Copy the listing below word for word, keeping every line and submission but leaving out the pictures.
++++ DATA SHOWN ++++
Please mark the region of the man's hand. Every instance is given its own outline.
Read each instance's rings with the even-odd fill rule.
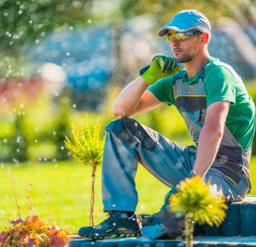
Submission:
[[[182,69],[175,58],[157,55],[149,66],[140,70],[140,76],[149,85],[153,85],[159,79],[169,77]]]

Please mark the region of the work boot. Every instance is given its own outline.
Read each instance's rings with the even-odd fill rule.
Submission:
[[[79,235],[94,240],[141,235],[141,222],[137,215],[129,217],[125,213],[111,211],[108,215],[108,219],[96,227],[81,227]]]

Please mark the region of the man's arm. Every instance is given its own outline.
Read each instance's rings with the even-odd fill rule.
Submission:
[[[201,129],[193,173],[204,178],[212,164],[223,137],[230,103],[218,101],[209,106]]]
[[[113,115],[129,117],[159,106],[161,102],[151,92],[146,91],[148,86],[142,77],[128,84],[113,104]]]

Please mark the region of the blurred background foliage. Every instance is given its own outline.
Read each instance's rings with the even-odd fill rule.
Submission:
[[[185,9],[209,18],[212,55],[244,73],[256,101],[255,0],[0,0],[0,162],[69,159],[63,141],[70,124],[84,124],[85,112],[89,124],[113,119],[121,88],[156,54],[172,55],[156,31]],[[229,36],[224,18],[244,33]],[[244,37],[241,52],[236,41]],[[192,144],[174,107],[136,118]]]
++++
RESPONSE BELOW:
Please mark the region of the man's hand. Every instance is given its own outline.
Read each instance's rings with the even-odd fill rule.
Submission:
[[[182,69],[175,58],[157,55],[149,66],[140,70],[140,76],[149,85],[153,85],[159,79],[169,77]]]

Please mark the region of the work boot. Every instance is given its own outline.
Read each instance's rings with the even-odd fill rule.
Submission:
[[[79,235],[94,240],[141,235],[141,222],[137,215],[129,217],[125,213],[111,211],[108,215],[108,219],[96,227],[81,227]]]

Please mark the region of the man's arm. Every instance is given its own outline.
Read each instance's rings with the even-odd fill rule.
Submission:
[[[201,129],[193,173],[204,178],[212,164],[223,137],[230,103],[218,101],[209,106]]]
[[[113,115],[129,117],[159,106],[161,102],[151,92],[146,91],[148,86],[142,77],[128,84],[113,104]]]

Please mark the region of the blurred background foliage. Every instance is given its own outline.
Read each instance's rings with the even-odd fill rule.
Submission:
[[[185,9],[209,18],[212,55],[244,73],[256,101],[255,0],[0,0],[0,162],[69,159],[63,141],[70,124],[84,124],[85,112],[89,124],[113,119],[121,88],[156,54],[172,55],[156,31]],[[229,36],[224,18],[244,33]],[[244,37],[241,52],[236,41]],[[192,144],[174,107],[136,118]]]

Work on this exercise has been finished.